Time at the splash park—

cooling off

And lots of time for reading—

reading

I respond to the copyeditor’s queries about commas and the use of italic and my mind is both in this collection of essays (which is itself rooted in my family’s history in this province, among others) and in the lives of these beautiful children.

What I took home: the memory of all of them laughing, baby Kelly crawling on the grass, the sound of glasses clinking, the excitement of waking in the morning with the knowledge that I could be among them for another two days, another day, a few more hours. A few more hours. (from “Ballast”)

“it will all become clear to me”

Yesterday we left the Word on the Lake Festival in Salmon Arm after two intense days of workshops, conversations, much merriment, some interesting connections and reconnections. Myrna Kostash, for instance, read from a work-in-progress about her Ukrainian grandparents and old photographs and the urgency she felt to find out and record what she could of their lives. It was beautiful work. We talked afterwards about the stories we never heard as children but how we feel compelled to tell them now, though they’re in tatters and fragments.

John and I drove to Canmore for a night and then along Highway 1 to Cochrane, taking quieter highways until Olds and the journey north to Edmonton where our sons were gathered with their wives and children, ready for a building project that will happen this week. John’s family drove often from Calgary to the mountains in the years after their arrival in Canada from England in 1953. The road was windy and slow. It’s a route I took also as a child, though in the opposite direction, with my parents and brothers, traveling from Vancouver Island to my father’s parents who lived by then in Beverly and a little later to Edmonton itself after my grandfather’s death when my grandmother went to live with one or another of her daughters. My father would drive us to Drumheller to try to make peace with his earlier life there and there was so much he didn’t say, didn’t tell us, though the past hovered in the air as light and as fierce as mosquitoes. Once we stayed in the Rosedale Hotel and my mother made us sleep on top of the beds on our sleeping bags because the sheets were stiff with dirt. This wasn’t the Rosedeer Hotel in nearby Wayne, a little gem where John and I stayed for a night in the honeymoon suite last April and woke to frost on our window and the sound of magpies. For ages I didn’t think much about those earlier years but now it seems I am haunted by them and the decades that preceded them, when I was not yet born or even imagined.

I keep thinking that if I just pay attention, it will all become clear to me, the old house, how close it was to the Red Deer River, who slept where within its small dimensions, and how to find my own way to it, dreaming or awake. The place on the bridge where my father fished, his line taut in the current, his eyes green as the water. Dragonflies stung the surface of the river, wings like nets. — from “West of the 4th Meridian: a Libretto for Migrating Voices”, part of Euclid’s Orchard, forthcoming in September 2017.

# Problems and tasks
**A.** Translate this sentence from the excerpt into French: "The road was windy and slow."
**B.** Quote the excerpt from "I keep thinking" to "in September 2017.".
Rely only on the excerpt itself.

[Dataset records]
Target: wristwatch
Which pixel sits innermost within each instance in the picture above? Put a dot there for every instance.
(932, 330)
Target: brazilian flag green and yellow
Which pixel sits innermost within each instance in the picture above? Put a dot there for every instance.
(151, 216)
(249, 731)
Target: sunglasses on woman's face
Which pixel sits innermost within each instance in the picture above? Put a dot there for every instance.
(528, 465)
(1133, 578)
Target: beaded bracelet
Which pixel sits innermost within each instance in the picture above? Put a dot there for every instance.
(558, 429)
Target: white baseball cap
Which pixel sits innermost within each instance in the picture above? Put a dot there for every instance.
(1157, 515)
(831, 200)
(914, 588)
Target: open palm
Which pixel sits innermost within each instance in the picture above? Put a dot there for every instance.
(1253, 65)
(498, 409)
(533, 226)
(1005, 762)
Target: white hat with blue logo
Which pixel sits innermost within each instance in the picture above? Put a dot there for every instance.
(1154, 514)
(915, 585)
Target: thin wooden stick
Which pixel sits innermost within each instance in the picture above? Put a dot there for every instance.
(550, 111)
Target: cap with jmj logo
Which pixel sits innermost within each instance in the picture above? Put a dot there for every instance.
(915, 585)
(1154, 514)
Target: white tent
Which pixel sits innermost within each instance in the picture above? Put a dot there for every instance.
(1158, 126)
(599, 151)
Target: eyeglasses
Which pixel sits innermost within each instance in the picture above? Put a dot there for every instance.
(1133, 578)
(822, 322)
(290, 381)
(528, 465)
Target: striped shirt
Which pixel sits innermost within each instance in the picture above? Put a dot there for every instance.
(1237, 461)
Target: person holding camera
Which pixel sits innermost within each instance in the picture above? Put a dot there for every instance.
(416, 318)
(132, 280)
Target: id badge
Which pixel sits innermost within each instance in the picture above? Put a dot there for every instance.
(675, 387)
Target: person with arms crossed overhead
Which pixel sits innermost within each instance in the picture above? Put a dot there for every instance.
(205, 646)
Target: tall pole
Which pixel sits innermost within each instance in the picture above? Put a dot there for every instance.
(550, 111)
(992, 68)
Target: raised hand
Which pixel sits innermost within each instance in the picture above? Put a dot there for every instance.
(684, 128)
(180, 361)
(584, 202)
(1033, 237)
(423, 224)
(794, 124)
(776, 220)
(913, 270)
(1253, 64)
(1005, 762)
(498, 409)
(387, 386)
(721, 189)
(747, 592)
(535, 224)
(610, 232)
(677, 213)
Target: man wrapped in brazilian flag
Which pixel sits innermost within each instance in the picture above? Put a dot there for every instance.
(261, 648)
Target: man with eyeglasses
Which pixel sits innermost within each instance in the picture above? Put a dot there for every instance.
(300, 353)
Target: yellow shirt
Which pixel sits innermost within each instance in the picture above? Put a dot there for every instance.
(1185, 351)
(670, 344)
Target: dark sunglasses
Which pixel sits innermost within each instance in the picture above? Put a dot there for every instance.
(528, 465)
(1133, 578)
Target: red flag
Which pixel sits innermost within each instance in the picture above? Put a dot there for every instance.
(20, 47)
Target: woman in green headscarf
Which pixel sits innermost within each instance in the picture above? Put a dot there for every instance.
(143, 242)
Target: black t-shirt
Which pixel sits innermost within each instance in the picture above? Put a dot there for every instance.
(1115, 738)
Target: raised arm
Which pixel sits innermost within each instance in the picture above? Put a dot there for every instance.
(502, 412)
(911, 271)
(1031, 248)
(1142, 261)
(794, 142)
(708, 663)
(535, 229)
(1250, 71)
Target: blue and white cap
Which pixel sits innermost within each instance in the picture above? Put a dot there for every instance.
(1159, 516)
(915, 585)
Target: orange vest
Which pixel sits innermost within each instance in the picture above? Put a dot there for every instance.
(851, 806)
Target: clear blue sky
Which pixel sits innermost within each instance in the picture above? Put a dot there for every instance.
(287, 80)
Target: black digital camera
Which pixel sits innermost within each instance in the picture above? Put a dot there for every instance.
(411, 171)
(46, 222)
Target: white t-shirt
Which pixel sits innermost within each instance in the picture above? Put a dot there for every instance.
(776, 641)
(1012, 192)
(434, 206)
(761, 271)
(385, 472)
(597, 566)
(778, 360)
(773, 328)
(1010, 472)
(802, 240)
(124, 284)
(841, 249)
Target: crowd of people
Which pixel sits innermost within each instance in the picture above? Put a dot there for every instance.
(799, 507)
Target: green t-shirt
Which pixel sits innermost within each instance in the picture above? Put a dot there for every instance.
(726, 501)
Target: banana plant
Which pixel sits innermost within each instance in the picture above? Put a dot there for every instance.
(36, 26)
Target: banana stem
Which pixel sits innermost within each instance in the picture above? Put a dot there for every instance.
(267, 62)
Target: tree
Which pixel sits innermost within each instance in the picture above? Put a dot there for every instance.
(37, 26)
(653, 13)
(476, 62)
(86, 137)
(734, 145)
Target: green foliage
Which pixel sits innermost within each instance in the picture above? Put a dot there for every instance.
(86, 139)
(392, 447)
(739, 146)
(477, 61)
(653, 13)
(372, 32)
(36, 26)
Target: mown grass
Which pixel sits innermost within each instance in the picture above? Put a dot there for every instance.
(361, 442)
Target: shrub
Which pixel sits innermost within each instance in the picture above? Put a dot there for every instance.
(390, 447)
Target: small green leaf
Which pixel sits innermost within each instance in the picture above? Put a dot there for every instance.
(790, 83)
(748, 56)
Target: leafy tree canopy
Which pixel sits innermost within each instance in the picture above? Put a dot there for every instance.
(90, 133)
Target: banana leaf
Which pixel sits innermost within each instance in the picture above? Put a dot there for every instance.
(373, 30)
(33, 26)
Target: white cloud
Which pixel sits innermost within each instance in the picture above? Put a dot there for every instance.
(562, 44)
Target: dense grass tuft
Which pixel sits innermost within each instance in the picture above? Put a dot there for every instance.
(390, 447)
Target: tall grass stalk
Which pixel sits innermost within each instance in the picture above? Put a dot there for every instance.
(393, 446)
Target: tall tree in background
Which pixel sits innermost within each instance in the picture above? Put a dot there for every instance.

# Exercise responses
**A.** La route était sinueuse et lente.

**B.**
I keep thinking that if I just pay attention, it will all become clear to me, the old house, how close it was to the Red Deer River, who slept where within its small dimensions, and how to find my own way to it, dreaming or awake. The place on the bridge where my father fished, his line taut in the current, his eyes green as the water. Dragonflies stung the surface of the river, wings like nets. — from “West of the 4th Meridian: a Libretto for Migrating Voices”, part of Euclid’s Orchard, forthcoming in September 2017.